INPUT FOR THIS TASK.
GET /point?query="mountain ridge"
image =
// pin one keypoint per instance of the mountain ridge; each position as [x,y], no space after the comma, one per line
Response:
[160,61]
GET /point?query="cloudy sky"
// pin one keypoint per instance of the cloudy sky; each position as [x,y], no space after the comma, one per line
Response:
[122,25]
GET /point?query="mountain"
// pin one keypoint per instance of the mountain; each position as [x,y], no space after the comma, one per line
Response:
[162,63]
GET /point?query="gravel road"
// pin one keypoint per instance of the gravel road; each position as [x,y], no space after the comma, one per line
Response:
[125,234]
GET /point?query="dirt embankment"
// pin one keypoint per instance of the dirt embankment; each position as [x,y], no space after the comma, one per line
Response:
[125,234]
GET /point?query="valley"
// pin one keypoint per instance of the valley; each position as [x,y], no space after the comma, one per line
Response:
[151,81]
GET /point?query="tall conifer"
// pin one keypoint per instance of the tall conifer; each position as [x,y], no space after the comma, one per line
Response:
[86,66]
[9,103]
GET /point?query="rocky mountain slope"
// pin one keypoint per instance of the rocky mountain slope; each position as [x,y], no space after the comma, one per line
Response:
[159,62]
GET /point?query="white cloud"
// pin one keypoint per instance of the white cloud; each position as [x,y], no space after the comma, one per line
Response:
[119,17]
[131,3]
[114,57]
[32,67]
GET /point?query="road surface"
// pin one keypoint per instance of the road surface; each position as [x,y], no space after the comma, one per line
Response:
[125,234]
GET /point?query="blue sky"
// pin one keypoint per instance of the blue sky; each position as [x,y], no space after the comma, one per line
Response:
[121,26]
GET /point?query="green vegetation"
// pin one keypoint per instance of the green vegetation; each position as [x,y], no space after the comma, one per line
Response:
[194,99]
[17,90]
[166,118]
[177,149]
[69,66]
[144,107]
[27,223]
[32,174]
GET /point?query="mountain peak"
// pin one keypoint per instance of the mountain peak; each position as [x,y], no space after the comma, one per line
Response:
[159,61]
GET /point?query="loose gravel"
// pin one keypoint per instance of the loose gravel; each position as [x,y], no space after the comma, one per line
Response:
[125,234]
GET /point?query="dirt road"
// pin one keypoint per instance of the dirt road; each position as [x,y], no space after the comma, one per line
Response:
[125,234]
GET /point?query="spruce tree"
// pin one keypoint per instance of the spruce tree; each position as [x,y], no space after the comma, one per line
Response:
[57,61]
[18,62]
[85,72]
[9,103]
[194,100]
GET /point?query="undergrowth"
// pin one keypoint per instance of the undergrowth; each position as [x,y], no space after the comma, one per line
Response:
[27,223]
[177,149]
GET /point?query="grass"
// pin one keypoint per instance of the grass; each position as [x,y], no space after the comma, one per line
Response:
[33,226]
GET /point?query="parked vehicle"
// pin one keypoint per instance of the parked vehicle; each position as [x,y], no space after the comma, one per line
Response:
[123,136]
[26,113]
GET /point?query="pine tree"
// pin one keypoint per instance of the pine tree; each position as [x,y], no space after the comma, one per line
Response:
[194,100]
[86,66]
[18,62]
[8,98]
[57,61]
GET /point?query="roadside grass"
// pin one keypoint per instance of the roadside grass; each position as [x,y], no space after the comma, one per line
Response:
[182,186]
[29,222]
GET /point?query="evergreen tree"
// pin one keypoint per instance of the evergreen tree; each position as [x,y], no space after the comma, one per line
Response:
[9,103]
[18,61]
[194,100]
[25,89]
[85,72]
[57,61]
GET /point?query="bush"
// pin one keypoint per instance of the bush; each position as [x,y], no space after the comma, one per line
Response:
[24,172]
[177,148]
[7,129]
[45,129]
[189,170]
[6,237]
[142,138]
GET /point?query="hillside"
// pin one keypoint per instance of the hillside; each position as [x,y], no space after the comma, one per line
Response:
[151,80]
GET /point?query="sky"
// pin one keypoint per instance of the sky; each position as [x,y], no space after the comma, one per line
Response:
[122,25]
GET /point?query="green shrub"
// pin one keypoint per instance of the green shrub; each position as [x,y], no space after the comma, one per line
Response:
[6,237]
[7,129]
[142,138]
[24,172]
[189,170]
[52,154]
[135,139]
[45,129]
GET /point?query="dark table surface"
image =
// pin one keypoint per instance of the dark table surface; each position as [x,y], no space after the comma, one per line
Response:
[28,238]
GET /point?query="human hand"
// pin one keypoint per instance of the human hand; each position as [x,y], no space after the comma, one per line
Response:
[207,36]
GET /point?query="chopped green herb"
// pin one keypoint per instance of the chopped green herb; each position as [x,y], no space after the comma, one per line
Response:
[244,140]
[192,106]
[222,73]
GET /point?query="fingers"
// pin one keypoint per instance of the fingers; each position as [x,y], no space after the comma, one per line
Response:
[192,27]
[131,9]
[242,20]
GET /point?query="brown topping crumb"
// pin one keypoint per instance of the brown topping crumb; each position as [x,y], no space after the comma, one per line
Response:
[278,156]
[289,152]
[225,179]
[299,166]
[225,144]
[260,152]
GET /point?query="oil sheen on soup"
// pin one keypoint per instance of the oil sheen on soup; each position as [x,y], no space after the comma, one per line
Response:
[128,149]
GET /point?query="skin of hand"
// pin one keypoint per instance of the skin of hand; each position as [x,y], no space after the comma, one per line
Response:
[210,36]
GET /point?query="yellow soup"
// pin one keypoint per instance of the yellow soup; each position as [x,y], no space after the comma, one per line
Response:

==

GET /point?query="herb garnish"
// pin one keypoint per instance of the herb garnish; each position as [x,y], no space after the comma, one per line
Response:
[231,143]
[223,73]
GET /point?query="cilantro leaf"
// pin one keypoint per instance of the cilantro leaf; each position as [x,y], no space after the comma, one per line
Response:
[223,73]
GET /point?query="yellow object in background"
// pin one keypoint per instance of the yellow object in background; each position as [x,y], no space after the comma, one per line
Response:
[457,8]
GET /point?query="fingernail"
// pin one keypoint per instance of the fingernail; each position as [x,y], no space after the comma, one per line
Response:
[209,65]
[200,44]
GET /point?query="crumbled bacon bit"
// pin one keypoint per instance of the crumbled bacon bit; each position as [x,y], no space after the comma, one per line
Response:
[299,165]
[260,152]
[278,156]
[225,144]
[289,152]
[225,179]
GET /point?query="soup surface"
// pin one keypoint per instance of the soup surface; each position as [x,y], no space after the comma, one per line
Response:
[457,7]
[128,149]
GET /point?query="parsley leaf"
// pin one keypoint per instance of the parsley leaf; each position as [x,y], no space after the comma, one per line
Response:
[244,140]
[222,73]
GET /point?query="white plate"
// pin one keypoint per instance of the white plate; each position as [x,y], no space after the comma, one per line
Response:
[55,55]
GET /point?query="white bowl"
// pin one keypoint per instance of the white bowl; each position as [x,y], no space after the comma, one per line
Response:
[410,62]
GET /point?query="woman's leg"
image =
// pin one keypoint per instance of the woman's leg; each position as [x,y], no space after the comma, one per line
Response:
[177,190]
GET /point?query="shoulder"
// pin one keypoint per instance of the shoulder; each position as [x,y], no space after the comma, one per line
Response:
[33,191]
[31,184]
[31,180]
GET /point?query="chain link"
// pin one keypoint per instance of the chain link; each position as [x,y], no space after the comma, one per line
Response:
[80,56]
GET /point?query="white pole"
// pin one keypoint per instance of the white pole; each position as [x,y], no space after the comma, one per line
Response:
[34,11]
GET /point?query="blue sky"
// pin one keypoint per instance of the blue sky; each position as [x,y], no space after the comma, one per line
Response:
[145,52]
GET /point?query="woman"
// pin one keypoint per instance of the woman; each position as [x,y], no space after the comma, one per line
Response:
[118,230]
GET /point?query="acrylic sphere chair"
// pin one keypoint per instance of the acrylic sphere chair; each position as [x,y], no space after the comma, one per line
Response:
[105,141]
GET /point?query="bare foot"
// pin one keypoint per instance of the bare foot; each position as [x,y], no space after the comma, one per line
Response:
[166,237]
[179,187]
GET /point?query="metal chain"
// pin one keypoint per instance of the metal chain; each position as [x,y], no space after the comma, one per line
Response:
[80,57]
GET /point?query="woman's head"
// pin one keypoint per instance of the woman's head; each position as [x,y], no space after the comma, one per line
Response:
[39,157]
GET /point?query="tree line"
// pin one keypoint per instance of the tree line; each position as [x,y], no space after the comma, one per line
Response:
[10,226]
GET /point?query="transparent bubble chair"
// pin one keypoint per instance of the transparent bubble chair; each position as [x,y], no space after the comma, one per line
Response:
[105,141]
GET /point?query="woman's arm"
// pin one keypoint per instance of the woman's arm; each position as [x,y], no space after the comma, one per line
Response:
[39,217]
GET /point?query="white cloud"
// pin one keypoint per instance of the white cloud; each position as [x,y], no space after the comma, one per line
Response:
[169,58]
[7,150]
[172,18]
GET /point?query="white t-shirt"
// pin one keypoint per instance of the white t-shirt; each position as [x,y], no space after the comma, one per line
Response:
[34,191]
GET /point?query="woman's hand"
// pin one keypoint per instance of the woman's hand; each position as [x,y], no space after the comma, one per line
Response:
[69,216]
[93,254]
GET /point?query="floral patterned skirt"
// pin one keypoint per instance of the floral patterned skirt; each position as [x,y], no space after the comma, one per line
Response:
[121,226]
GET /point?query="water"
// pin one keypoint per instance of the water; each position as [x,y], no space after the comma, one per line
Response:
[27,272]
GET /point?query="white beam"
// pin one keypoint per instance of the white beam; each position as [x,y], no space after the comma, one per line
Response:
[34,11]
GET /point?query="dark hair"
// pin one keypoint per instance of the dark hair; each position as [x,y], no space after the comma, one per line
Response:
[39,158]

---

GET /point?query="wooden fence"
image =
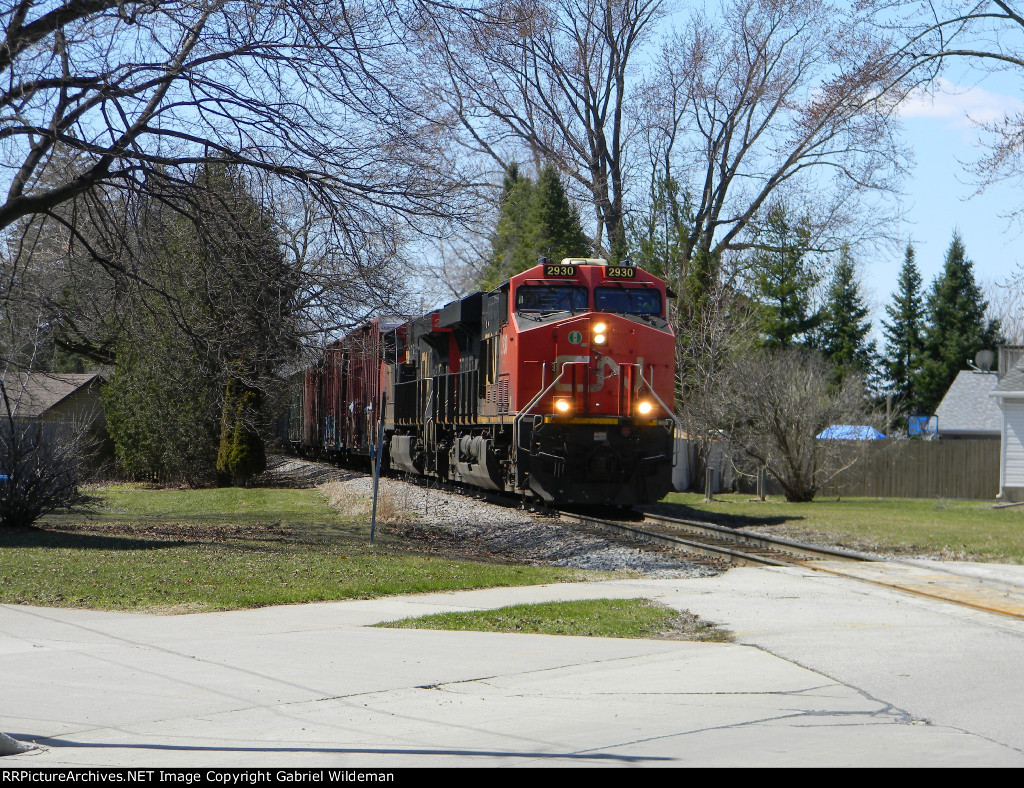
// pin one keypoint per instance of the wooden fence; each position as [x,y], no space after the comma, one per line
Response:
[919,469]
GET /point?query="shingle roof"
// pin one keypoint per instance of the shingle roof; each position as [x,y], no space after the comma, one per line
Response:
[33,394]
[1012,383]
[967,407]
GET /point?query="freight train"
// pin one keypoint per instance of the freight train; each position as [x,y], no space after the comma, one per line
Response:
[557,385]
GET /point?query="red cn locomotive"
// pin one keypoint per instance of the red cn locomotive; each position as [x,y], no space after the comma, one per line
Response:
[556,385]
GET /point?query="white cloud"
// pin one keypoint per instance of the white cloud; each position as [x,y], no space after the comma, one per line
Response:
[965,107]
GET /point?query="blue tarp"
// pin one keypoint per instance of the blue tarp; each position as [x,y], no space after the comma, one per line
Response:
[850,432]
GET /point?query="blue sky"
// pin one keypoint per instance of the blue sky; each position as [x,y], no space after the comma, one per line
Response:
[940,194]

ABOUT THIS EXERCISE.
What are the lines above, starting at the one with "the dirt embankment;" and ending at the one with "of the tall"? Give them again exactly, and only them.

YOUR RESPONSE.
// pin one keypoint per instance of the dirt embankment; each position as [x,y], no space after the comma, one per line
Response:
[125,234]
GET /point?query="valley"
// pin one keypoint per instance of the valley; each position as [x,y], no space after the comma, one per line
Response:
[151,81]
GET /point?query="tall conifer"
// pin one keypoint per instance of the tall conifer; each position as [x,y], no space after the comma, one per line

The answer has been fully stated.